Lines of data
───

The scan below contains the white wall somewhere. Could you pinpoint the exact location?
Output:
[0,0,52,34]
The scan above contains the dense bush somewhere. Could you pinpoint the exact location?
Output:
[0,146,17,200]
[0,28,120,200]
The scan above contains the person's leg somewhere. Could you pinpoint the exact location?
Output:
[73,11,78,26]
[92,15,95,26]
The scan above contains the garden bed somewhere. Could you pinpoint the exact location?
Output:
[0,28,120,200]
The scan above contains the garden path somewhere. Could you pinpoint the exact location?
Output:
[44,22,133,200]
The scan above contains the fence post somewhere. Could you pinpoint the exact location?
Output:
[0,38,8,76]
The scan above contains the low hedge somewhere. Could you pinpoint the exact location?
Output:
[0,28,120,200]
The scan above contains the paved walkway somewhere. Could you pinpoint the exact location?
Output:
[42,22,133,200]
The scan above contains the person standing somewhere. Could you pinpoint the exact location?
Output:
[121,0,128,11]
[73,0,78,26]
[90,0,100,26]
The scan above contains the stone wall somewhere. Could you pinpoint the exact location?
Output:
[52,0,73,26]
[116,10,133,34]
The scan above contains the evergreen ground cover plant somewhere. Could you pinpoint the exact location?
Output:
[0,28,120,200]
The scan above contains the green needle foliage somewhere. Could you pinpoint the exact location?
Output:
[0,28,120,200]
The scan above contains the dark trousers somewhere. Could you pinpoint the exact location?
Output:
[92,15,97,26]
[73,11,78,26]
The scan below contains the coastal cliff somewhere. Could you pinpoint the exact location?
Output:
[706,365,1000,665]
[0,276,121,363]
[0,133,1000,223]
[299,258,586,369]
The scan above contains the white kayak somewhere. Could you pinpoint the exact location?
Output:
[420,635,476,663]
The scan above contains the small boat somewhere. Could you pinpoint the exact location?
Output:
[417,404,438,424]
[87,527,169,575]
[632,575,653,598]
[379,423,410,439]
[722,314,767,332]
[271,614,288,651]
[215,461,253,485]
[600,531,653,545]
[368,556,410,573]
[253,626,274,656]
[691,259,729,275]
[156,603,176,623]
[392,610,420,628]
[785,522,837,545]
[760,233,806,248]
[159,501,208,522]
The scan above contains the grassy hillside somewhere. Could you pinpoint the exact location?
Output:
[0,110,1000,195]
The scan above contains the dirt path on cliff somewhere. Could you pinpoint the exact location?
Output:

───

§ Exercise directions
Render the rows from the start of the data through the row containing "[92,15,95,26]", inclusive, as a Markdown table with the columns Row and Content, omitting any blank rows.

§ Task response
| Row | Content |
|---|---|
| 1 | The scan below contains the white wall somewhere. Could you pinpoint the exact location? |
| 2 | Output: |
| 3 | [0,0,52,34] |
| 4 | The scan above contains the dense bush somewhere. Could you pinpoint the exact location? |
| 5 | Output: |
| 6 | [0,146,17,200] |
| 7 | [0,28,120,200] |
| 8 | The scan above contains the person's leg somewhere. Could you pinpoint the exact location? |
| 9 | Output: |
| 10 | [73,11,78,26] |
| 11 | [92,15,95,26] |